■ **SHORT TASK**
Rescale the point coordinates in the answers from the line containing "In this photo, each instance of the forest undergrowth" down to the end of the items, both ends included, by multiplying each by 0.4 and rounding to whole numbers with halves going up. Output only that span in full, keeping each item's wording unchanged.

■ **SUPPLIED MATERIAL**
------------------------------------------------------------------------

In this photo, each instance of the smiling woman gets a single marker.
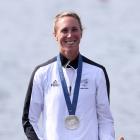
(70, 91)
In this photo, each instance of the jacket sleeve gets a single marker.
(32, 108)
(105, 119)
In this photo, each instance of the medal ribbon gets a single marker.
(71, 106)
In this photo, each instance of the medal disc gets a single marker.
(72, 122)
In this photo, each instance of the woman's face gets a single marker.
(68, 35)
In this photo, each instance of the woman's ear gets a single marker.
(54, 34)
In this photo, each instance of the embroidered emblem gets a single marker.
(55, 83)
(84, 84)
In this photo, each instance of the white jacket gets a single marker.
(45, 96)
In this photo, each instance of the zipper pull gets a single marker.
(69, 90)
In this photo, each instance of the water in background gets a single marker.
(111, 37)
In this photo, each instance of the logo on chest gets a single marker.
(55, 83)
(84, 84)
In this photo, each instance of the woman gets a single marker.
(70, 91)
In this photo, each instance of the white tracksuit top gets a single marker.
(45, 96)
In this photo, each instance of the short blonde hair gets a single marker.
(64, 14)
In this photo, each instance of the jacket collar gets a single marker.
(65, 62)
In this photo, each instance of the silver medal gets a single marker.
(72, 122)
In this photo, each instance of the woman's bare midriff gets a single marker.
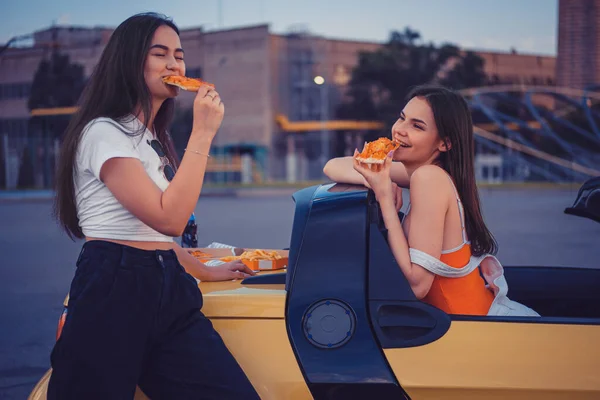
(138, 244)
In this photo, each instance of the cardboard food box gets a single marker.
(206, 255)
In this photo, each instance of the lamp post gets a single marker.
(320, 81)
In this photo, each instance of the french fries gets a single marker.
(200, 254)
(255, 255)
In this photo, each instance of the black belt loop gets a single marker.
(160, 259)
(80, 255)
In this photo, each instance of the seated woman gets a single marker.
(443, 242)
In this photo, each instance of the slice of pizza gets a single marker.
(189, 84)
(376, 151)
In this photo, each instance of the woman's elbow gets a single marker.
(170, 228)
(327, 169)
(420, 290)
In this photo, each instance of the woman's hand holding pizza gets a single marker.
(208, 112)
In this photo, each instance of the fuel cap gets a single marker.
(329, 323)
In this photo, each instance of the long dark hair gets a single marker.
(455, 127)
(115, 89)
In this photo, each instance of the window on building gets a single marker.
(195, 72)
(11, 91)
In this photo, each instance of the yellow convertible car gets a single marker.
(342, 322)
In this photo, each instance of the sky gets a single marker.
(529, 26)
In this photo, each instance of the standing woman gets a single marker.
(134, 308)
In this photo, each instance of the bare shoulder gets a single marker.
(428, 175)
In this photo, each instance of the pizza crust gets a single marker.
(370, 160)
(185, 83)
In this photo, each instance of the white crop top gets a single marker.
(100, 213)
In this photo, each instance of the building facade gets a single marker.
(260, 75)
(578, 43)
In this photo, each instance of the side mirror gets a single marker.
(587, 203)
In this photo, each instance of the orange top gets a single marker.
(466, 295)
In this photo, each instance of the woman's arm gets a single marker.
(168, 211)
(428, 210)
(341, 170)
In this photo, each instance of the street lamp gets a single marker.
(319, 80)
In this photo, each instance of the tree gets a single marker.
(57, 83)
(26, 178)
(383, 78)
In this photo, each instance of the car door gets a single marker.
(434, 355)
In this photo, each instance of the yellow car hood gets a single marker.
(231, 299)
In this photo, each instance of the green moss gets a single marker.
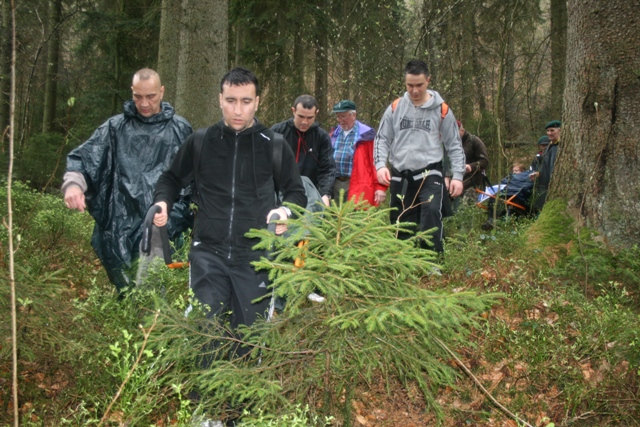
(554, 228)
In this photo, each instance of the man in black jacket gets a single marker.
(235, 191)
(311, 145)
(113, 174)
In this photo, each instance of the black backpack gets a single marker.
(313, 196)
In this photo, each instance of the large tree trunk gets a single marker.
(201, 52)
(5, 67)
(558, 54)
(598, 168)
(322, 68)
(53, 54)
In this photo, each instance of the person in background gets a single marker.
(113, 174)
(413, 138)
(543, 142)
(477, 161)
(542, 177)
(353, 151)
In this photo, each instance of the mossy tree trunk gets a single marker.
(558, 37)
(597, 170)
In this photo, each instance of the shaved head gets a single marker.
(146, 74)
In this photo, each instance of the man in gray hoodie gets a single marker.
(415, 132)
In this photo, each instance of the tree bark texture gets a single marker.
(53, 55)
(5, 67)
(598, 167)
(321, 66)
(558, 54)
(169, 47)
(202, 60)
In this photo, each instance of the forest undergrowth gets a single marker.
(535, 323)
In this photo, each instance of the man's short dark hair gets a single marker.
(238, 77)
(416, 67)
(307, 102)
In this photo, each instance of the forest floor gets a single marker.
(561, 348)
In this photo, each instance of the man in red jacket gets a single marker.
(353, 151)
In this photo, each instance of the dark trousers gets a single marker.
(228, 290)
(421, 204)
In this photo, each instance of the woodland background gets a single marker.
(499, 64)
(560, 347)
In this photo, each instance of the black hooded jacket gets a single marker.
(313, 152)
(234, 186)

------------------------------------------------------------------------

■ **ANSWER FOR THE TASK**
In this photo, each instance of the forest undergrowth gets a single marker.
(214, 129)
In this photo, each instance of the man's short dark hair gets a single marker.
(95, 31)
(166, 27)
(123, 41)
In this photo, each instance of the forest floor gets a single marker.
(224, 139)
In this photo, each instance of the man in red jacket gets a single marker.
(141, 60)
In this photo, each instance of the dark trousers gets a single marker.
(91, 116)
(168, 82)
In this photo, each instance of the woodland background gets a single marker.
(200, 26)
(224, 139)
In this photo, each instance of the black hooded jacket gets a single marker.
(125, 61)
(94, 74)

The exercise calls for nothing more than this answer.